* Página *
((

O argumento de Haddad que as PPP se justificam para suprir a incapacidade de investimentos por parte das concessionárias públicas (por diversas razões, incluindo os limites da Lei de Responsabilidade Fiscal) poderia até ser aceito em determinadas circunstâncias, em nome do interesse público. O interessante, segundo informa o economista Carlos Gomes, do Instituto de Pesquisa Econômica Aplicada (IPEA), é que o governo federal não fechou, até agora, nem uma PPP. Todas as concessões federais firmadas foram feitas nas modalidades mais simples, previstas na Lei 8.987/95, que dispõe sobre o regime de concessão e permissão da prestação de serviços públicos. De qualquer forma, a razão levantada por Haddad está longe de se verificar no caso da PPP do lixo do Distrito Federal.
No elenco das características do projeto, divulgadas na página da Internet da Secretaria de Governo, está dito que “a execução dos serviços de coleta e disposição final dos resíduos sólidos urbanos é de responsabilidade dos administradores do GDF”. “Contudo, prossegue o texto, “as administrações do GDF deparam-se com a escassez de recursos para investir no setor, obstáculo que dificulta a prestação de serviços de qualidade para a população, além de onerar, sobremaneira, as contas públicas”. A falta de recursos para investimento no setor, portanto, seria o principal motivo para a busca da parceria com a iniciativa privada. Mas o que esta alegação tem de verdade?
Os custos atuais - O GDF não divulga, mas meiaum teve acesso a uma planilha do Serviço de Limpeza Urbana (SLU), segundo a qual os gastos do governo com a prestação desses serviços orçam hoje em torno de R$ 190 milhões por ano. O projeto da PPP prevê mais que dobrar esses gastos anuais, sem demonstrar tal necessidade em nenhum dos documentos até agora divulgados. A modelagem econômico-financeira apresentada pela Companhia Paulista de Desenvolvimento (CPD) ao GDF, que dá base ao projeto, não traz dados básicos suficientes para a avaliação de custos, como o crescimento da população do Distrito Federal nos próximos 30 anos, prazo assumido para a execução do contrato. No lugar disso, traz um quadro da projeção da população brasileira até 2050. Ora, se o estudo não tem uma estimativa para o crescimento da população do Distrito Federal e, por consequência, dados sobre o aumento da produção local de lixo, como assumir que os gastos com o seu processamento deverão dobrar no período de execução do contrato? Em português simples, a proposta da PPP está baseada em chutes.
Na verdade, a proposta é bem pior do que só isso. Projeta gastos de mais de R$ 390 milhões por ano durante 30 anos, sem contar a prorrogação prevista de mais cinco anos, cujos reajustes também não estão previstos em qualquer fórmula na minuta do contrato. Os custos da PPP seriam então da ordem de R$ 11,7 bilhões durante 30 anos. Em contrapartida, o custo estimado dos investimentos nesse período seria de R$ 762 milhões. Parece muito, mas corresponde a pouco mais de 6% dos gastos com a contraprestação dos serviços no período.

))

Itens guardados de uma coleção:
((

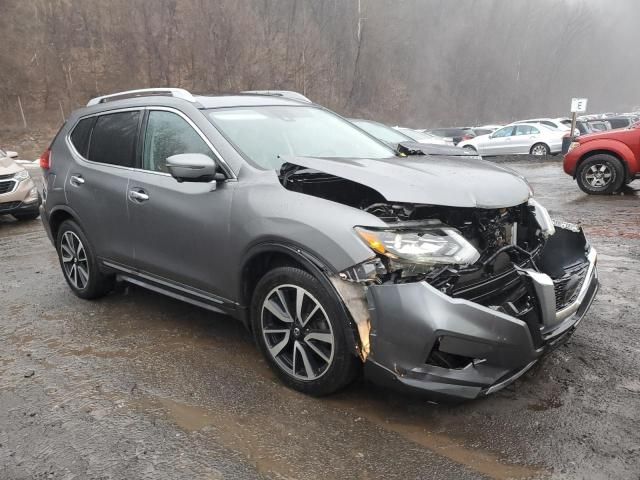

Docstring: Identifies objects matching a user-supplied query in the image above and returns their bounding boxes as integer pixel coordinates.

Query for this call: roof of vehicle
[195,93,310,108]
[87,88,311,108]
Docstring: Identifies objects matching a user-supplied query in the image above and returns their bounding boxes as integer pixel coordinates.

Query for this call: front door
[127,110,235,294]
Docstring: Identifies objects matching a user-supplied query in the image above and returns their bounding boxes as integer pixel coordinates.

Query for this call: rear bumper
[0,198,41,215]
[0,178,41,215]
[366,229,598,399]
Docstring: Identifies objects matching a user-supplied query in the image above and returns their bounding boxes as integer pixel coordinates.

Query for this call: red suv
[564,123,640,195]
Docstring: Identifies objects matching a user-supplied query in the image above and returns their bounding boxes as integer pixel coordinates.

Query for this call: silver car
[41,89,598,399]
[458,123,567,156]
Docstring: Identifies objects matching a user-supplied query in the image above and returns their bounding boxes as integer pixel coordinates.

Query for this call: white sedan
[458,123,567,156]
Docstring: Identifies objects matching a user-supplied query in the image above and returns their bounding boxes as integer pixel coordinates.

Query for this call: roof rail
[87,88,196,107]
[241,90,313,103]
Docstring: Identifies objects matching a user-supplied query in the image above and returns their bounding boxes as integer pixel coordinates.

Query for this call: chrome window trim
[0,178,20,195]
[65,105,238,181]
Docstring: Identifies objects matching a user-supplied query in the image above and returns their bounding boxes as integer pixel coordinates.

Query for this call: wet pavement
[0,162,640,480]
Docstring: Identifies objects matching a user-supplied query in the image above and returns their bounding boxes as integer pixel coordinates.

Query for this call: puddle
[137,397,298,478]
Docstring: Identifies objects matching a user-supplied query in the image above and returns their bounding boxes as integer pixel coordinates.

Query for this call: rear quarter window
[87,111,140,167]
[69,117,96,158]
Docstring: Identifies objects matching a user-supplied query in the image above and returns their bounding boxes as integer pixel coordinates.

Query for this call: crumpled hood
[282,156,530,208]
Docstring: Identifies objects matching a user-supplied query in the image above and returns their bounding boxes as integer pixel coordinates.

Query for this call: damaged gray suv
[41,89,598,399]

))
((

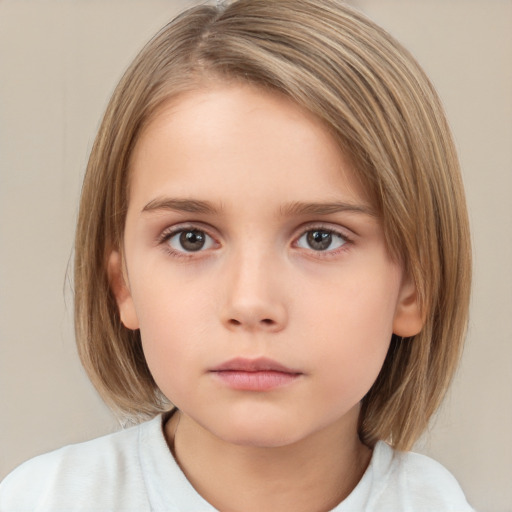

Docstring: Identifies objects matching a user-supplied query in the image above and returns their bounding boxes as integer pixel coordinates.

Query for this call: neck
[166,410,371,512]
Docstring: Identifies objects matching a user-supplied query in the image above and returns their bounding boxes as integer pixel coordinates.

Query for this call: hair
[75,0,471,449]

))

* Tarefas *
[a] Segundo o texto sobre a PPP do lixo, quanto o governo gasta hoje, por ano, com os serviços de limpeza urbana?
[b] Por favor, transcreva do texto sobre a PPP do lixo o trecho que vai de "No elenco das" até "tem de verdade?", incluindo estas palavras.
As linhas não têm nenhum papel nisto.

* Respostas *
[a] Em torno de R$ 190 milhões por ano.

[b]
No elenco das características do projeto, divulgadas na página da Internet da Secretaria de Governo, está dito que “a execução dos serviços de coleta e disposição final dos resíduos sólidos urbanos é de responsabilidade dos administradores do GDF”. “Contudo, prossegue o texto, “as administrações do GDF deparam-se com a escassez de recursos para investir no setor, obstáculo que dificulta a prestação de serviços de qualidade para a população, além de onerar, sobremaneira, as contas públicas”. A falta de recursos para investimento no setor, portanto, seria o principal motivo para a busca da parceria com a iniciativa privada. Mas o que esta alegação tem de verdade?